_Exercise task:_ Each record that follows should be repeated exactly, minus any images.

======== Data rows ========

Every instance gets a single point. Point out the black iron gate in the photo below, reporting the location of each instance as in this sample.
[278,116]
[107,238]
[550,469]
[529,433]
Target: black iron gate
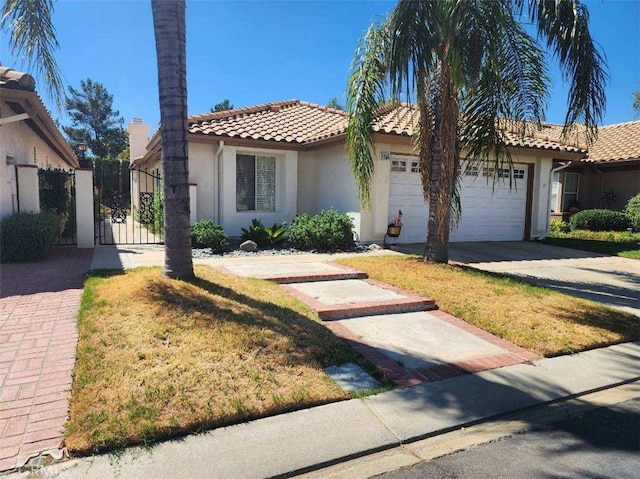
[58,195]
[128,204]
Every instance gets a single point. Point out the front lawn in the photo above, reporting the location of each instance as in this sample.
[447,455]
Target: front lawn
[608,242]
[158,358]
[533,317]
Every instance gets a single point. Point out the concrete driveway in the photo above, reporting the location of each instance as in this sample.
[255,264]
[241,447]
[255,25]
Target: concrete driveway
[610,280]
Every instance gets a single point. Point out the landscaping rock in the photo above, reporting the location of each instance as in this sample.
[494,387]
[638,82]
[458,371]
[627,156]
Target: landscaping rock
[249,245]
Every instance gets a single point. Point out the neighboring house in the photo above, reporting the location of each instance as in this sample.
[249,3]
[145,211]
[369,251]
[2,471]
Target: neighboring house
[277,160]
[607,178]
[28,139]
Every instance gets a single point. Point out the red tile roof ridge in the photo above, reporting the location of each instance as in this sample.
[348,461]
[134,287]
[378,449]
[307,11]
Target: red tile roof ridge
[617,125]
[220,115]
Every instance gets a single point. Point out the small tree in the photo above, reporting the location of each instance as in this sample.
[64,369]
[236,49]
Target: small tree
[335,104]
[222,106]
[94,121]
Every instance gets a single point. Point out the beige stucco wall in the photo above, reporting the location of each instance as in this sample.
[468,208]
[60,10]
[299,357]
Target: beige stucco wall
[622,180]
[18,141]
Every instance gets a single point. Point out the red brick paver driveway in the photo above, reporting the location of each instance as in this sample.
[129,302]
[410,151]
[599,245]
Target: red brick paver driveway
[39,303]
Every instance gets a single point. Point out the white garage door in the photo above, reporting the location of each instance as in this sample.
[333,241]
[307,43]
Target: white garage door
[488,213]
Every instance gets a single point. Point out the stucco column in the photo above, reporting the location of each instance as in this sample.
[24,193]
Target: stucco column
[28,188]
[193,202]
[84,208]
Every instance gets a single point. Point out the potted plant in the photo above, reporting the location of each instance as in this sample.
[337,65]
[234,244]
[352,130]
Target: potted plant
[393,229]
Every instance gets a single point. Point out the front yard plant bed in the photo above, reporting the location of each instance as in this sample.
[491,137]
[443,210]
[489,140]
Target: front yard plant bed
[158,358]
[539,319]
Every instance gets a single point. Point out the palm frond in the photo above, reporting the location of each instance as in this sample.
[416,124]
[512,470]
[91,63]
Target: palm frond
[365,91]
[564,24]
[33,39]
[510,90]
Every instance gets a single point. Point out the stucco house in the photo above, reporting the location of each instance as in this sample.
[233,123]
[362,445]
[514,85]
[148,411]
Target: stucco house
[606,178]
[29,139]
[276,160]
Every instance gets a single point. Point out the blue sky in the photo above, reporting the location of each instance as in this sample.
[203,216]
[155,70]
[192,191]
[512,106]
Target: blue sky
[254,52]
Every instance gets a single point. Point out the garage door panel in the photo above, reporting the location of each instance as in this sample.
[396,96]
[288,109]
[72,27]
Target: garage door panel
[489,212]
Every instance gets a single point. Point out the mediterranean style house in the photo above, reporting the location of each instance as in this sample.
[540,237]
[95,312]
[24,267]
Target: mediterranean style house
[277,160]
[29,139]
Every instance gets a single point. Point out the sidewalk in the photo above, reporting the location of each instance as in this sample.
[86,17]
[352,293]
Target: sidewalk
[303,441]
[311,439]
[39,303]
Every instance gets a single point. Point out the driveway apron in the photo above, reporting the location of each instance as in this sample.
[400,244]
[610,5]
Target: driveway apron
[39,303]
[609,280]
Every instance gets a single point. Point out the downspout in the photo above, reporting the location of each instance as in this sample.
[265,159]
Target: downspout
[548,212]
[218,175]
[596,170]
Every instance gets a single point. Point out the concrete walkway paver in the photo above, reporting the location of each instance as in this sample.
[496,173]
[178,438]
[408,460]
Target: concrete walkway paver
[39,303]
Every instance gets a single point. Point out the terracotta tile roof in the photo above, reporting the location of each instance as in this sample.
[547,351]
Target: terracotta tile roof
[300,122]
[15,80]
[400,119]
[290,121]
[616,143]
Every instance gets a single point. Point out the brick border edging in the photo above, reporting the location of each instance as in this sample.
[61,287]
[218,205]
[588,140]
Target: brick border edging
[410,303]
[403,377]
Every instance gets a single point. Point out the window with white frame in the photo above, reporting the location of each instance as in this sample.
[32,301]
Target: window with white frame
[570,190]
[255,183]
[554,191]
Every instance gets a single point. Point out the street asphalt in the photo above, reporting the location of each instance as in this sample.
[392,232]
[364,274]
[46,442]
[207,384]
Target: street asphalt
[601,443]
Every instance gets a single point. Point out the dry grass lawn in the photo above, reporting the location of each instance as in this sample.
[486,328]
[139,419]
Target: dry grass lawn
[535,318]
[158,358]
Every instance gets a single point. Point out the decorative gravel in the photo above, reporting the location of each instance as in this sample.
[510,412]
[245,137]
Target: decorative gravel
[233,251]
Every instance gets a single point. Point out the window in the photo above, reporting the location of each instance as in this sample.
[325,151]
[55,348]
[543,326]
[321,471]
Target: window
[255,183]
[570,190]
[554,191]
[398,165]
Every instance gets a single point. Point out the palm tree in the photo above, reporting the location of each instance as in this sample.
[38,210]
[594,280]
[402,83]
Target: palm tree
[32,37]
[169,27]
[472,72]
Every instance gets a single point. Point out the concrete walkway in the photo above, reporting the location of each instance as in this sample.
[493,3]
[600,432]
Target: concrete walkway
[399,422]
[610,280]
[39,303]
[311,439]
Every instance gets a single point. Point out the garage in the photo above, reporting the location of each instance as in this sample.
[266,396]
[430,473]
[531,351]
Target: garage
[488,213]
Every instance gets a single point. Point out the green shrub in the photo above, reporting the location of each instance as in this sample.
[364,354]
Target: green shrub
[327,231]
[599,220]
[28,236]
[255,232]
[558,226]
[204,234]
[632,211]
[264,236]
[276,234]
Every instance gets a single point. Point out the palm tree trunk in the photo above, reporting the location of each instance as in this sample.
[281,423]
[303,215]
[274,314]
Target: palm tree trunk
[444,169]
[169,27]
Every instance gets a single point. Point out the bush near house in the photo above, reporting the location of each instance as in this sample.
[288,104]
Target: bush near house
[632,211]
[205,234]
[599,220]
[28,236]
[264,236]
[327,231]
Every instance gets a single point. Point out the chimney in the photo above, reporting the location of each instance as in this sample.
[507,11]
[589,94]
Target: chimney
[138,138]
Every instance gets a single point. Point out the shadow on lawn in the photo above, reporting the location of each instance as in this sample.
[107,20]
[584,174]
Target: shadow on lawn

========

_Response to this exercise:_
Every instance gets a single point. Point out the black iron gate in the photo below, reporting the location of each instance as in this sample.
[278,116]
[107,238]
[550,469]
[529,433]
Target: black iron gate
[58,195]
[128,204]
Every instance gets a single point. Point out the front lawn in the photo above, reporting the location of each instance as in this sample.
[447,455]
Target: front lawn
[608,242]
[158,358]
[533,317]
Every instance gets a single point. Point out the concrete driveway in the photo above, reporting the location of each instance as in this sample.
[255,264]
[241,447]
[255,25]
Target: concrete driveway
[610,280]
Every instance gets a single point. Point out the landscaping rock in the photo above, reporting the location of each instance as in this sample.
[494,387]
[638,82]
[458,371]
[627,156]
Target: landscaping rock
[249,245]
Every instance gets a single point. Point out the neighboring house in the photo above, reporting the location of each instance as in this sample.
[249,3]
[145,211]
[369,251]
[2,471]
Target: neighboring house
[277,160]
[607,178]
[28,139]
Every instance gets a single point. Point out the red tile roof ridge in the photo above, reporting the location of each instance as in this sample.
[348,461]
[134,287]
[378,449]
[307,11]
Target: red tile roof ridge
[617,125]
[220,115]
Every instance gets a single point. Point out the small tree in the photo above, reporting the location of each instance as in this sample.
[64,369]
[236,49]
Target: small tree
[335,104]
[222,106]
[94,121]
Every instance gets a single point. Point out the beige stucco wall in the photo above, reporting the location of each instance as in this sample.
[468,208]
[60,10]
[299,357]
Target: beige stucco wall
[622,180]
[18,141]
Every instance gets a single point. Point out the red brick paver driveway in the photo above, reporting the location of each instance as in this sample.
[129,302]
[410,151]
[599,245]
Target: red brick paver driveway
[39,303]
Every instance gets a single point. Point out the white garage door in the photo above, reporting the location of each instance as in this sample.
[333,241]
[307,43]
Target: white garage door
[488,213]
Every instance gets a single point. Point out the stucco column in the photo above, reporting the location of each instance as in this sample.
[24,193]
Target: stucco column
[28,188]
[193,202]
[84,208]
Every instance gets a single point. Point out the potted plant in the photo above, reporting the location of each instance as in this sample.
[337,65]
[234,244]
[352,130]
Target: potted plant
[393,229]
Every instance gets a single point. Point out the front yard plant bed in the photo above, reporting the location of each instance as in this sample.
[491,137]
[443,210]
[489,140]
Target: front yard plant bed
[158,358]
[539,319]
Every instance gets a single point. Point out the palm frond in the photo above, reporting the location of each instance as in this sample.
[416,124]
[512,470]
[91,63]
Target: palm frond
[365,91]
[564,24]
[33,39]
[510,90]
Every instance gets a single point. Point out the stucco house in the photo above, reporting the location of each instance as in this sample.
[233,123]
[362,445]
[514,85]
[148,411]
Target: stucco house
[606,178]
[29,139]
[276,160]
Every instance gets a single point. Point out the blue sky in the photo above, reporting the location of each instance as in this sample.
[203,216]
[155,70]
[192,191]
[512,106]
Target: blue sky
[254,52]
Every instance gets a single point. Point out the garage door panel in the photo above, reporting the location of each instance as in this sample.
[396,96]
[288,109]
[72,27]
Target: garage door panel
[489,212]
Every instance gets a single point. Point out the mediterranean style house in the photo above, reporting the location of each instance as in this sample.
[540,237]
[95,312]
[24,267]
Target: mediterranean style house
[277,160]
[29,139]
Every instance gets a single point. Point out the sidewalk in the photo above, reporting the location of each instance as in this sample.
[86,17]
[352,293]
Target: sidewalk
[303,441]
[311,439]
[39,303]
Every instance gets a single point. Point out the driveway apron in the photo above, reporting the location of each instance as in this sample.
[400,244]
[610,5]
Target: driveway apron
[39,303]
[609,280]
Every instance gets a single point. Point out the downspout in the photo above, reporting the location of each instance as in this sample.
[265,159]
Target: downspout
[548,212]
[218,175]
[596,170]
Every instance gets a single point. Point out the concrete walkway paver in the photo above, reporting the location of each instance as in this sample.
[496,173]
[178,438]
[408,460]
Target: concrete walkway paver
[39,303]
Every instance gets a single point. Point out the terracotta tile roof in the photo above, reporting the location of each instance as in this sample.
[547,351]
Target: terracotta tile roof
[300,122]
[15,80]
[400,119]
[290,121]
[616,143]
Every instance gets a single point. Point out the brick border edging in the photo above, reporting the location of each instance as in this sample.
[61,287]
[218,205]
[588,140]
Target: brick border edging
[410,303]
[403,377]
Every instance gets a single point. Point out the window with white frame in the photo above, reporting the location of each instance as in this sample.
[32,301]
Target: window with white frame
[570,190]
[255,183]
[554,191]
Every instance gets a single point. Point out the street asphalt in the photo above, reporting the location of each instance as in this sample.
[392,232]
[364,274]
[46,442]
[207,384]
Target: street asphalt
[601,443]
Every instance gets a single point. Point out the dry grass lawn in the photo above, reporting the location of each instance as in this sample.
[486,328]
[139,419]
Target: dry grass lawn
[535,318]
[158,358]
Every instance gets a single point. Point out the decorative gravel in the photo above, reporting the location of each instance as in this sample.
[510,412]
[245,137]
Target: decorative gravel
[233,251]
Every instance gets a single point. Point out the window in the photo above, reporting the location of each instance as in this sample.
[325,151]
[55,348]
[543,326]
[321,471]
Target: window
[255,183]
[570,190]
[554,191]
[398,165]
Every instance gets a single point. Point out the palm tree in the photo above, reporting the location of each instance as in this sample.
[38,210]
[594,280]
[402,83]
Target: palm tree
[32,37]
[169,27]
[472,72]
Every instance gets a single point. Point out the concrete walkway in the photo above, reporting the location of each instance as in this sample.
[493,3]
[600,432]
Target: concrete walkway
[399,422]
[610,280]
[39,303]
[311,439]
Every instance gets a single point. Point out the garage in the photo above, reporting the location of each instance as in this sample.
[266,396]
[430,473]
[531,351]
Target: garage
[488,213]
Every instance gets a single point. Point out the green shrub in the photo above, reporting the location of each instance as in this sample.
[364,354]
Target: green shrub
[327,231]
[599,220]
[28,236]
[255,232]
[558,226]
[204,234]
[632,211]
[264,236]
[276,234]
Every instance gets a single point. Point out the palm tree trunk in the photo above, reporting the location of each instance as in this sample.
[281,423]
[303,215]
[274,314]
Target: palm tree trunk
[444,169]
[169,27]
Every instance gets a single point. Point out the bush near house in the photo above, reporting the location of each instance as in this sample.
[288,104]
Target: bush near house
[632,211]
[205,234]
[599,220]
[28,236]
[264,236]
[327,231]
Every instance gets a single point. Point out the chimney in the photo above, reporting the location of each instance as in this sample.
[507,11]
[589,94]
Target: chimney
[138,138]
Every instance gets a single point. Point out the shadow on lawn in the photo above, reporting the location of each instance as in this sample.
[107,20]
[584,174]
Target: shadow on lawn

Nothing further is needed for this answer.